* Stated problem
Copy every row below, substituting "rectangle" for each occurrence of "bounding box" and leaving all other text unchanged.

* Provided data

==========

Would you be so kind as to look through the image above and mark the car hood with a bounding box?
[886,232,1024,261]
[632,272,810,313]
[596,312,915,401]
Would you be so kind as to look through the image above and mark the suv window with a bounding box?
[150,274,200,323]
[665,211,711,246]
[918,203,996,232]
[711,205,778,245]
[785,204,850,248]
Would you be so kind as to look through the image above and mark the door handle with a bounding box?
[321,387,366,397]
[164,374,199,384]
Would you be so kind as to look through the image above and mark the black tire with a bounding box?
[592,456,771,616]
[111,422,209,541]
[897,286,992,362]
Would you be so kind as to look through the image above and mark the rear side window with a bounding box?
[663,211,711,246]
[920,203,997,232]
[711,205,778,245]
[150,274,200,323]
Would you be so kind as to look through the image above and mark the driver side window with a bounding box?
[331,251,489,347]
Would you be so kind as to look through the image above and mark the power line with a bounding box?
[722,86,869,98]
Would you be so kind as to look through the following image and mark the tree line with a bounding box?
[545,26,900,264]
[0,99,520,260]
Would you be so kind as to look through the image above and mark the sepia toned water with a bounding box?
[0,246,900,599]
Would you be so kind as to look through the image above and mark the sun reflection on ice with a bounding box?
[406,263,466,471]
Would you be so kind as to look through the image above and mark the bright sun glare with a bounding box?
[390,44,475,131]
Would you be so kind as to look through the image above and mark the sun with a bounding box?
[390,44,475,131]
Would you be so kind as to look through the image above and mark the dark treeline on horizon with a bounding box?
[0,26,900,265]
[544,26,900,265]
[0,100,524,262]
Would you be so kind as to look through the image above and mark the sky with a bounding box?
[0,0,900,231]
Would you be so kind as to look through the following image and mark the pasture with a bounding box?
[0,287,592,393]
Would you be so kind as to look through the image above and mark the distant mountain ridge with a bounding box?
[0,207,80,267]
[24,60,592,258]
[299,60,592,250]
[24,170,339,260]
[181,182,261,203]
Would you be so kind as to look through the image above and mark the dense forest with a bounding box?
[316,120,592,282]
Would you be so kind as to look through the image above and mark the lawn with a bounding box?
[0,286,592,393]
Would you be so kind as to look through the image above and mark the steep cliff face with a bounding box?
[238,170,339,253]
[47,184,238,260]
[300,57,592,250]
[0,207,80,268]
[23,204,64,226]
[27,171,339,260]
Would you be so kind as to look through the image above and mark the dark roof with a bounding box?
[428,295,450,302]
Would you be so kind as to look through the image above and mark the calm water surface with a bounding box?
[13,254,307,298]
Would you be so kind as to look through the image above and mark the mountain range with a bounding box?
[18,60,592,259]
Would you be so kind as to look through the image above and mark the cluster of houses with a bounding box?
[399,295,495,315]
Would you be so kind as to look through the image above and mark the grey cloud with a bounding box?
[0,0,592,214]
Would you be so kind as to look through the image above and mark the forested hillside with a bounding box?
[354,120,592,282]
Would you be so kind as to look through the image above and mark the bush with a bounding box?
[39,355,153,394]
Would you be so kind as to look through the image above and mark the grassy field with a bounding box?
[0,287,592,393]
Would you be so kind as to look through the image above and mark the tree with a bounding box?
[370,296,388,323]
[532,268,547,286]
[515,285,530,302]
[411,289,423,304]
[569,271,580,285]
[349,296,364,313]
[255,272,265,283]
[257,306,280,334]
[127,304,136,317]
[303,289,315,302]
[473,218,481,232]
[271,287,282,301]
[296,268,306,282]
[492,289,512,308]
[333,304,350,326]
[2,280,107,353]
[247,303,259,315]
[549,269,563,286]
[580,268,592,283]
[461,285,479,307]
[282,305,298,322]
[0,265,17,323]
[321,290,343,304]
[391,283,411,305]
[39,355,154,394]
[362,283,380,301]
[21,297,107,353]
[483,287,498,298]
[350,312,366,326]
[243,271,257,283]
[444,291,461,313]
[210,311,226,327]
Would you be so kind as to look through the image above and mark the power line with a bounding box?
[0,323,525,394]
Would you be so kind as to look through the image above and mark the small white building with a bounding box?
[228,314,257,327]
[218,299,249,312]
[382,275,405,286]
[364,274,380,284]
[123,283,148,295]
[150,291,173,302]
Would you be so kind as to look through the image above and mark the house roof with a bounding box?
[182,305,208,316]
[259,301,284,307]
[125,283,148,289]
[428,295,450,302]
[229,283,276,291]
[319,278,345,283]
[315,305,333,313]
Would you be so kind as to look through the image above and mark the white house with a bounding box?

==========

* Solution
Would you be so kind as to look through the image above and mark the car hood with a rectangle?
[886,232,1024,261]
[632,272,810,313]
[596,312,915,401]
Would you be so kind as to look through the image above and mark the suv window with a rectangle?
[150,274,200,323]
[665,211,711,246]
[918,203,996,232]
[711,205,778,245]
[785,204,850,248]
Would you be so kind as to look through the image above and mark the door handle with a rectangle?
[321,387,366,397]
[164,374,199,384]
Would you be so kind as to look through the image above and mark the black tire with a rectangle?
[592,456,771,616]
[111,422,209,541]
[897,286,992,362]
Would you be so kind as to look through the image above and mark the rear side window with a rectangle?
[663,211,711,246]
[920,203,997,232]
[711,205,778,245]
[150,274,200,323]
Would you be so kind as to look through the image above and mark the driver side window with a rectangle?
[331,251,489,347]
Would you be so kind as to look through the image above and mark the power line with a rectangle?
[722,86,869,98]
Would you be so kind as to look through the following image and mark the tree line with a rectangle?
[545,26,900,264]
[0,99,520,260]
Would you be so kind as to look through the image above and mark the sepia toned water with a rectangle?
[0,246,900,599]
Would you be so kind as to look through the image above and mark the sun reflection on ice with a rectangle?
[406,263,466,471]
Would you be so kind as to look through the image above and mark the bright sun glare with a rectangle?
[390,44,475,131]
Would you be so kind as to look through the image above and mark the sun with a rectangle?
[390,44,475,131]
Would you be so kind as to look through the image above and mark the dark treeline on horizon with a rectangle?
[0,26,900,265]
[544,26,900,265]
[0,100,524,262]
Would you be so kind as to look through the image above and mark the sky with a rectangle?
[0,0,900,231]
Would you be so kind as to look through the following image and mark the pasture with a rectangle?
[0,287,592,393]
Would you be so kind as to look through the image above and mark the distant mountain ridge with a rectangle?
[0,207,80,267]
[24,60,592,258]
[299,60,592,250]
[24,170,339,260]
[181,182,261,203]
Would you be so kind as to look through the image above and mark the dense forest with a rectangle?
[316,120,592,282]
Would you be so kind as to look through the image above and mark the lawn with a rectangle?
[0,286,592,393]
Would you be so kind as to look through the image above and mark the steep cliff face with a rectangle?
[238,170,339,253]
[47,184,238,260]
[300,57,592,250]
[0,207,80,268]
[23,204,64,226]
[27,171,339,260]
Would you be so kind as to look through the image above and mark the dark roof with a rectangle?
[428,295,450,302]
Would you be so kind as to look through the image above and mark the calm water surface with a rectangle?
[13,254,307,298]
Would you be so kind as to look through the image above and mark the mountain range with a rectangle?
[18,60,592,259]
Would you be so kind as to look through the image above and mark the cluster of houses with a rectangle?
[399,295,495,315]
Would you be so kind as to look through the image above and mark the grey cloud with a rectangle?
[0,0,592,214]
Would you be so kind as to look through the image above and mark the forested hillside with a rectangle?
[354,120,592,282]
Would you be so kind as to look through the image above and mark the bush with a rectangle?
[39,355,153,394]
Would you be so kind as to look through the image above and mark the grassy field with a rectangle?
[0,287,592,393]
Would you be so kind as to look through the image above and mark the tree with a rectangle?
[370,296,388,323]
[532,268,547,286]
[515,285,530,302]
[411,289,423,304]
[569,271,580,285]
[349,296,364,313]
[255,272,265,283]
[257,306,280,334]
[127,304,136,317]
[303,289,315,302]
[473,218,481,232]
[271,287,282,301]
[296,268,306,282]
[492,289,512,308]
[333,304,350,326]
[2,280,107,353]
[247,303,259,315]
[549,269,563,286]
[580,268,592,283]
[461,285,479,307]
[282,305,298,322]
[0,265,17,323]
[321,290,343,304]
[391,283,411,305]
[39,355,154,394]
[362,283,380,301]
[21,297,107,353]
[483,287,498,298]
[350,312,366,326]
[243,271,257,283]
[444,291,461,313]
[210,311,226,327]
Would you be so kind as to look through the image above and mark the power line with a rectangle?
[0,323,525,394]
Would you be so kind as to look through the image above and mark the small white building with a rectangle?
[228,314,257,327]
[218,299,249,312]
[382,275,405,286]
[364,274,380,284]
[123,283,148,295]
[150,291,173,302]
Would you be so kind as to look through the image above and mark the house roof with a rectangle?
[182,305,208,316]
[259,301,284,307]
[125,283,148,289]
[428,295,450,302]
[229,283,276,291]
[319,278,345,283]
[315,305,333,313]
Would you be so kind as to look through the image above and mark the white house with a rectangle?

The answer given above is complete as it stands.